* [Work to be completed] Take the line that has "Target: building facade" in it and every line after it to the end of the entries, and reproduce them exactly.

* [Material for the task]
* * * * * * *
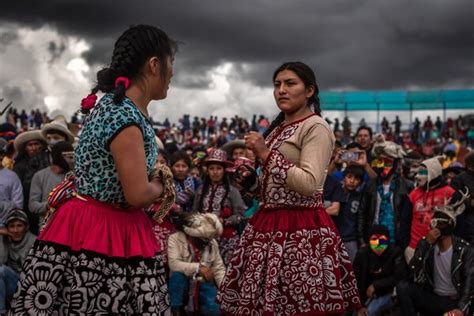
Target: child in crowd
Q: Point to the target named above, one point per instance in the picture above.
(346, 221)
(15, 242)
(195, 263)
(185, 184)
(218, 196)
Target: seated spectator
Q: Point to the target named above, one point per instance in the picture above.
(346, 221)
(385, 200)
(378, 269)
(195, 263)
(57, 131)
(185, 184)
(46, 179)
(15, 243)
(430, 191)
(353, 155)
(363, 137)
(11, 191)
(235, 149)
(32, 156)
(442, 266)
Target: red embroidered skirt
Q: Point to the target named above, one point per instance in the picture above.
(289, 262)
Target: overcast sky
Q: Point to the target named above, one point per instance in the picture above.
(50, 50)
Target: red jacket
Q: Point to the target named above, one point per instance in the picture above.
(422, 212)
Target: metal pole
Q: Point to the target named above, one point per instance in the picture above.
(377, 128)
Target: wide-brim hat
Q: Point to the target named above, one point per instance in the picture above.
(206, 226)
(25, 137)
(390, 149)
(218, 156)
(229, 147)
(58, 124)
(241, 161)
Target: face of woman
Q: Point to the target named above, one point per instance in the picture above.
(216, 173)
(180, 170)
(290, 92)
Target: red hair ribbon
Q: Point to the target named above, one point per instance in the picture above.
(88, 102)
(124, 80)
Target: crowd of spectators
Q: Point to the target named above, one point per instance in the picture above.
(400, 199)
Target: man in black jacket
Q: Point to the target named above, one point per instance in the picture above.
(378, 268)
(385, 199)
(442, 267)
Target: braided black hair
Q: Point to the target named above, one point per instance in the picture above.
(306, 74)
(132, 49)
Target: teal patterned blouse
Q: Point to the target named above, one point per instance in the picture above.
(96, 175)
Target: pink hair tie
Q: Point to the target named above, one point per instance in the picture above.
(124, 80)
(88, 102)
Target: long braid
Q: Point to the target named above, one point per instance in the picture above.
(131, 51)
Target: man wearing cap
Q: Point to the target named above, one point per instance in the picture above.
(45, 180)
(443, 271)
(465, 226)
(235, 149)
(57, 131)
(385, 198)
(430, 191)
(11, 191)
(15, 242)
(31, 157)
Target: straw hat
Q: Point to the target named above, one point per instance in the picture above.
(58, 124)
(205, 226)
(218, 156)
(25, 137)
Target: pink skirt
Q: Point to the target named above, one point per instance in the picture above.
(289, 262)
(102, 228)
(93, 259)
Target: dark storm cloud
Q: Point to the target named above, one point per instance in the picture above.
(357, 44)
(6, 38)
(56, 50)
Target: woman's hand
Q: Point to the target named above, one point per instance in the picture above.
(206, 273)
(158, 184)
(255, 142)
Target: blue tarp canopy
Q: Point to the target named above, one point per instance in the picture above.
(397, 100)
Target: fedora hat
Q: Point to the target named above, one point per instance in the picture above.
(25, 137)
(58, 124)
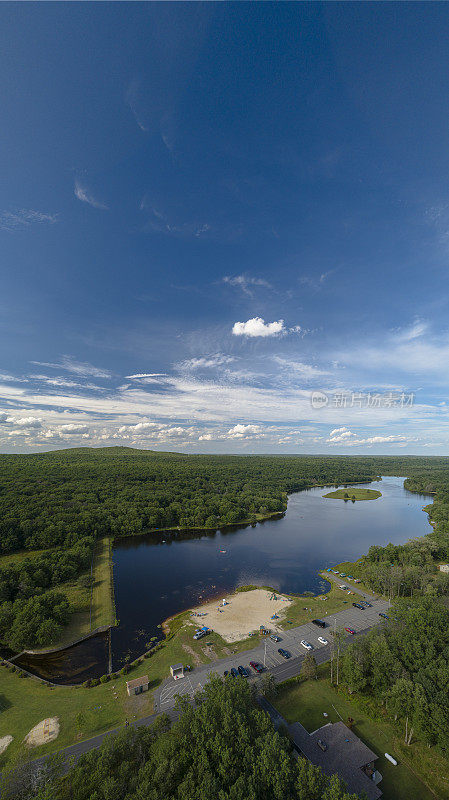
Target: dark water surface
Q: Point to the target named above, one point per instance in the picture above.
(156, 576)
(155, 579)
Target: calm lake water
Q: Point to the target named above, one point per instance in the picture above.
(156, 576)
(155, 579)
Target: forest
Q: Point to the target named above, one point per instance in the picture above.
(404, 667)
(63, 501)
(224, 748)
(32, 613)
(54, 499)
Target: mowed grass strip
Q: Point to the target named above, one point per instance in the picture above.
(103, 612)
(307, 702)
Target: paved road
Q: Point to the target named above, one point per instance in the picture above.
(164, 698)
(267, 651)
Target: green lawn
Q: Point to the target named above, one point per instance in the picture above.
(353, 494)
(306, 703)
(82, 712)
(103, 612)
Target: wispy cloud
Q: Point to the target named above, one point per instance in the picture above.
(23, 218)
(83, 369)
(205, 362)
(246, 283)
(140, 375)
(316, 282)
(83, 194)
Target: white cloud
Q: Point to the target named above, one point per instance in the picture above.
(258, 327)
(207, 362)
(146, 375)
(246, 283)
(81, 368)
(83, 194)
(72, 428)
(23, 218)
(243, 431)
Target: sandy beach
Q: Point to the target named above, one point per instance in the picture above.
(244, 613)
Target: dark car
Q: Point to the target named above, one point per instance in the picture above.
(322, 745)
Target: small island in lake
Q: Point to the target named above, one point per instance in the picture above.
(353, 494)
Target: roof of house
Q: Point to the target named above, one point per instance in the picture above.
(137, 682)
(346, 754)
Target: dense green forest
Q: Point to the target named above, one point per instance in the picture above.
(404, 666)
(224, 749)
(32, 613)
(56, 498)
(67, 499)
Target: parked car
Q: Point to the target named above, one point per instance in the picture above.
(322, 745)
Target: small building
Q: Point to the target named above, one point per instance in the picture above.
(336, 749)
(137, 685)
(177, 671)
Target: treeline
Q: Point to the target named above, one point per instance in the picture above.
(56, 498)
(32, 613)
(404, 666)
(225, 748)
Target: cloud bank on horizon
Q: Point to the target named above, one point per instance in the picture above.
(271, 273)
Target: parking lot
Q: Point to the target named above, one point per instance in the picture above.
(266, 651)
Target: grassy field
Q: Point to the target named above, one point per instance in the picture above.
(306, 702)
(103, 612)
(353, 494)
(82, 712)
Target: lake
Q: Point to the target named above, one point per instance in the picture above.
(155, 579)
(159, 575)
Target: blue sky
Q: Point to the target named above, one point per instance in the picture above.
(224, 227)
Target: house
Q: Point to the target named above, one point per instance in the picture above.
(137, 685)
(340, 751)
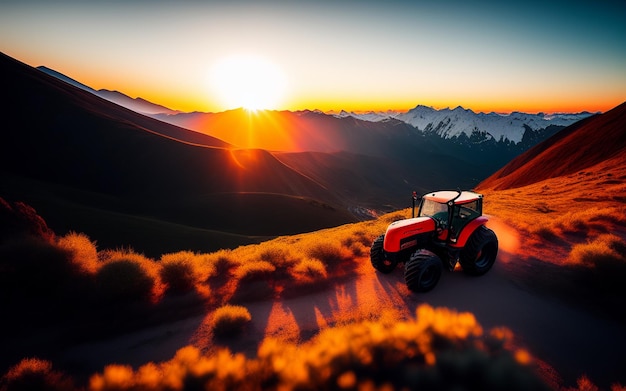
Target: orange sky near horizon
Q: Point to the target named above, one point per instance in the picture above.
(331, 56)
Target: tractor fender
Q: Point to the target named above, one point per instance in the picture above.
(404, 234)
(468, 231)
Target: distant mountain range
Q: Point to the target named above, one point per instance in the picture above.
(598, 142)
(446, 123)
(453, 123)
(132, 173)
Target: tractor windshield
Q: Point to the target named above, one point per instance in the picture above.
(430, 208)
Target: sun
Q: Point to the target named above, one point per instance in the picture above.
(251, 82)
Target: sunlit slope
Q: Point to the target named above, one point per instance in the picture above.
(598, 140)
(72, 155)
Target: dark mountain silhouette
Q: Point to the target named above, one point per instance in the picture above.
(89, 165)
(136, 104)
(600, 139)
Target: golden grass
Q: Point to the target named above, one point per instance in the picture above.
(604, 248)
(83, 249)
(229, 320)
(432, 351)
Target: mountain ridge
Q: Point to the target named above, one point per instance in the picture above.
(599, 139)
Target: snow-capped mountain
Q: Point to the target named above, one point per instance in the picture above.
(446, 123)
(450, 123)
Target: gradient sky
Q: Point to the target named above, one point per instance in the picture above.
(503, 56)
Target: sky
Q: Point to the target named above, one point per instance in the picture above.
(193, 55)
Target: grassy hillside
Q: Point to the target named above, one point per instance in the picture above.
(105, 292)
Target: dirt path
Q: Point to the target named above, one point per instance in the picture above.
(571, 340)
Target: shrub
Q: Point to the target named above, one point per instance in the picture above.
(336, 258)
(124, 280)
(255, 270)
(35, 374)
(279, 257)
(230, 320)
(440, 349)
(604, 249)
(309, 271)
(83, 249)
(178, 272)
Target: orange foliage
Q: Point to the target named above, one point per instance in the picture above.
(431, 351)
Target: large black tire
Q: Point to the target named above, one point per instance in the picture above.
(379, 258)
(480, 252)
(422, 271)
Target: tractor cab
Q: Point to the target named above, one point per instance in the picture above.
(449, 229)
(452, 211)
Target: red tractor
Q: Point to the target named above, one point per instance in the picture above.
(449, 229)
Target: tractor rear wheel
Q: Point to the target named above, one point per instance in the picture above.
(380, 260)
(480, 252)
(422, 271)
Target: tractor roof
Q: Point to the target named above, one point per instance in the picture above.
(447, 195)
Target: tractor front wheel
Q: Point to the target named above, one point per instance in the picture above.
(422, 271)
(480, 252)
(379, 258)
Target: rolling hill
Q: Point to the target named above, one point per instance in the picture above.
(598, 140)
(129, 180)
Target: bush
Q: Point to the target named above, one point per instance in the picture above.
(308, 271)
(124, 280)
(230, 320)
(605, 249)
(255, 271)
(336, 258)
(279, 257)
(440, 349)
(178, 272)
(83, 249)
(35, 374)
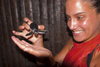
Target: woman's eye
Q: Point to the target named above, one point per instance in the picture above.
(68, 18)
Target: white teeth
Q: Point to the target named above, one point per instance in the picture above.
(77, 31)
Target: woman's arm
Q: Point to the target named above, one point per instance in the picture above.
(95, 61)
(61, 55)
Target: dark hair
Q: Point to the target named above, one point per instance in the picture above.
(95, 4)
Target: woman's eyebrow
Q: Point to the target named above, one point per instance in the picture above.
(76, 13)
(79, 13)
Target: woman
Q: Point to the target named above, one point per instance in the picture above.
(82, 50)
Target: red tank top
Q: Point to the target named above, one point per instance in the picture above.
(77, 56)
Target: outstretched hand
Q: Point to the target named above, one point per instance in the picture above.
(25, 28)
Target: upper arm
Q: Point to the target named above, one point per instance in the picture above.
(61, 55)
(95, 62)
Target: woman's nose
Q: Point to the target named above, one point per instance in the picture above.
(72, 24)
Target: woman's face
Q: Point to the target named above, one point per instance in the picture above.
(83, 20)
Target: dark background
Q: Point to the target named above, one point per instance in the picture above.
(50, 13)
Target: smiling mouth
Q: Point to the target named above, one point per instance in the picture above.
(77, 32)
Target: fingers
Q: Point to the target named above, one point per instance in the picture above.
(18, 43)
(27, 20)
(41, 27)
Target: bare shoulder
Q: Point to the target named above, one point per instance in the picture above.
(61, 55)
(95, 62)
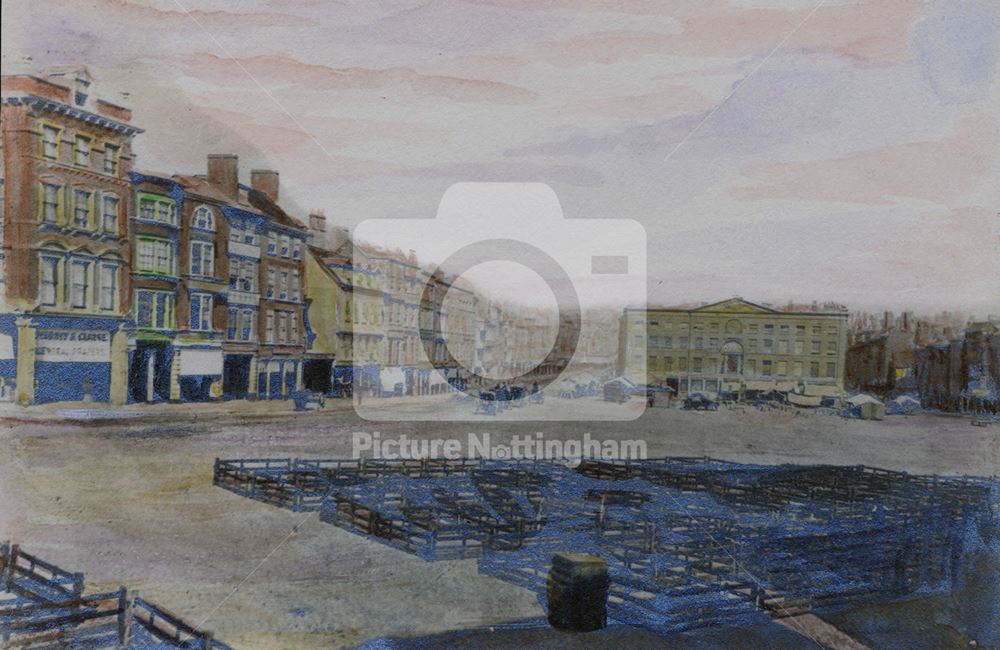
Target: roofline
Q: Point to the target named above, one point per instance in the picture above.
(76, 113)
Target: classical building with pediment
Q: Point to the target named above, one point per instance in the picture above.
(737, 348)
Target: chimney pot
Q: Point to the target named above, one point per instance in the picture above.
(223, 173)
(265, 181)
(317, 221)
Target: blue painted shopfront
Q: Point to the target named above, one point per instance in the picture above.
(63, 349)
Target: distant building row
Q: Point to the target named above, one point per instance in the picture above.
(127, 286)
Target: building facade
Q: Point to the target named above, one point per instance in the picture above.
(737, 347)
(358, 320)
(399, 276)
(65, 257)
(218, 288)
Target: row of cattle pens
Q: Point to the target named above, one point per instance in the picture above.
(45, 606)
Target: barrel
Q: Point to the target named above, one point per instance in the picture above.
(577, 592)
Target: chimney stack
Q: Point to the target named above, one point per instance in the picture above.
(266, 181)
(223, 173)
(317, 221)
* * * * * * *
* [Full response]
Target: building facade
Q: Point to the target named above, one point per instance in the picture above.
(737, 347)
(358, 320)
(399, 276)
(65, 257)
(218, 288)
Target: row of cattle pens
Q: Point to the target named above, one point per instance in the picture above.
(45, 606)
Target: barrel
Q: Point to the target named above, one point per instance in the picture above.
(577, 592)
Target: chimney stack
Q: Point to the target named above, one point per instance in the picture above.
(266, 181)
(223, 173)
(317, 221)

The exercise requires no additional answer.